Written request 1: In the passage on tech contract manufacturers, which two companies each accounted for 10% of Sanmina's total sales for the six-month period ended April 2?
Written request 2: Continue the passage on tech contract manufacturers from its final sentence.

The trio I'm talking about is Sanmina-SCI, Celestica, and Flextronics.
All three of these companies are "contract manufacturers," which are companies that performs all or some aspects of manufacturing on behalf of someone else -- usually OEM or original equipment manufacturers.
These companies do well when their clients -- such as IBM, Hewlett Packard, Cisco, Apple, and Nokia -- are doing well. Conversely, when their customers suffer, these companies suffer too.
Let me tell you, the tech contract manufacturers are not doing well at all.
WARNING #1: Q2 wasn't so hot at Sanmina (Nasdaq:SANM), who reported a $202,000 loss on $2.83 million of sales. Not only is Sanmina going backwards (2 cents of profit last year), it is far below the 6 cents on $2.9 million of sales Wall Street was hoping for.
Next quarter isn't going to be any better. For Q3, Sanmina now expects to report 4 to 6 cents of profit on $2.65 to $2.80 billion of sales. Again, that is well below the 8 cents on $3 billion of sales Wall Street was counting on.
An analyst from Piper Jaffrey figured out what the problem is:
"Lower guidance reflects continued PC uncertainties, a continued slowdown in semiconductor capital equipment, and an inventory burn in multimedia."
IBM and Hewlett Packard each accounted for 10% of Sanmina's total sales for the six-month period ended April 2. Nokia and Applied Materials are also large customers.

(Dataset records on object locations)

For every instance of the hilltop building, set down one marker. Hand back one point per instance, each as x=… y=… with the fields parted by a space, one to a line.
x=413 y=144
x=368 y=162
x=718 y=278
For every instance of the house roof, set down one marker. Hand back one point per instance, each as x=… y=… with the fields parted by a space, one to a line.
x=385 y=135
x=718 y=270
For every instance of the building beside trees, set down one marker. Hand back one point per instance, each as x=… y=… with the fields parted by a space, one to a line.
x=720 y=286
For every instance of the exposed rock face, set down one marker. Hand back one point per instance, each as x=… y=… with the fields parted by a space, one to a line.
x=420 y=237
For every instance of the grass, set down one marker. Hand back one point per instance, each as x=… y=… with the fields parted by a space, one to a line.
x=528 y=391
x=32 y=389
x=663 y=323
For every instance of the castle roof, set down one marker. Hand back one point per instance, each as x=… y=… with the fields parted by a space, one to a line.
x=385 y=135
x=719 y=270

Task result 1: IBM and Hewlett Packard.

Task result 2:
WARNING #2: Celestica (NYSE:CLS) reported the same type of dismal news on July 22, when it told Wall Street to take down its Q3 forecasts from 20 cents to 9-19 cents instead.
The problem, according to CEO Steve Delaney is pretty simple:
"Q3 demand is rolling up weaker than the seasonality we would typically experience."
That's just another way of saying that business stinks and that end demand is weak.
By the way, Sun Microsystems, IBM, Lucent, and Cisco are Celestica's largest customers.
WARNING #3: Flextronics (Nasdaq:FLEX) reported Q2 profits of 10 cents a sharem which is down the from 13 cents it made last year and way below the 16 cents Wall Street was expecting.
Q3 is going to be worse than Wall Street expects too. Instead of 19 cents, Flextronics warned that it may only 18 cents instead.
Flextronics largest customers include Ericsson, Microsoft, Dell, Siemens, Hewlett Packard, and Alcatel.
We're talking pretty simple connect-the-dots type of logic here.
If a local dry wall distributor tells you that orders for dry wall have dried up (sorry for the pun!), you can assume that the local construction business is slowing down.
If the manufacturer of boat engines tells you that its orders for boat engines have slowed down, you can assume that boat sales are going to slow down too.
If Sanmina, Celestica, and Flextronics tell that the Q3 is going to be disappointing, you can assume that its high tech customers are selling a bunch of electronic doodads either.
I pay careful attention to what the contract manufacturers have to say because they give me a very informative and accurate peek into the future of the high tech world. And based upon what they contract manufacturers are telling us, it should be clear that the same weak end demand is going to trickle down to the hardware companies they do business with.